[Point annotation rows]
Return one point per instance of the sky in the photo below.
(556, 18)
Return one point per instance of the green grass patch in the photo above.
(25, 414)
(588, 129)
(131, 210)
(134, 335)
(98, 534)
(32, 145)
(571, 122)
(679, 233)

-- Exercise task --
Put every non-blank line of the rows above into a Markdown table with the columns "No." and "Line". Number the lines in order.

-- Response for this exercise --
| No. | Line |
|---|---|
| 1 | Return one point per instance of the sky in the photo below. |
| 2 | (556, 18) |
| 3 | Return one point per instance of the green grass patch in the photo above. |
| 4 | (25, 414) |
| 5 | (588, 129) |
| 6 | (131, 210) |
| 7 | (134, 335) |
| 8 | (98, 534) |
| 9 | (32, 145) |
| 10 | (571, 122) |
| 11 | (679, 233) |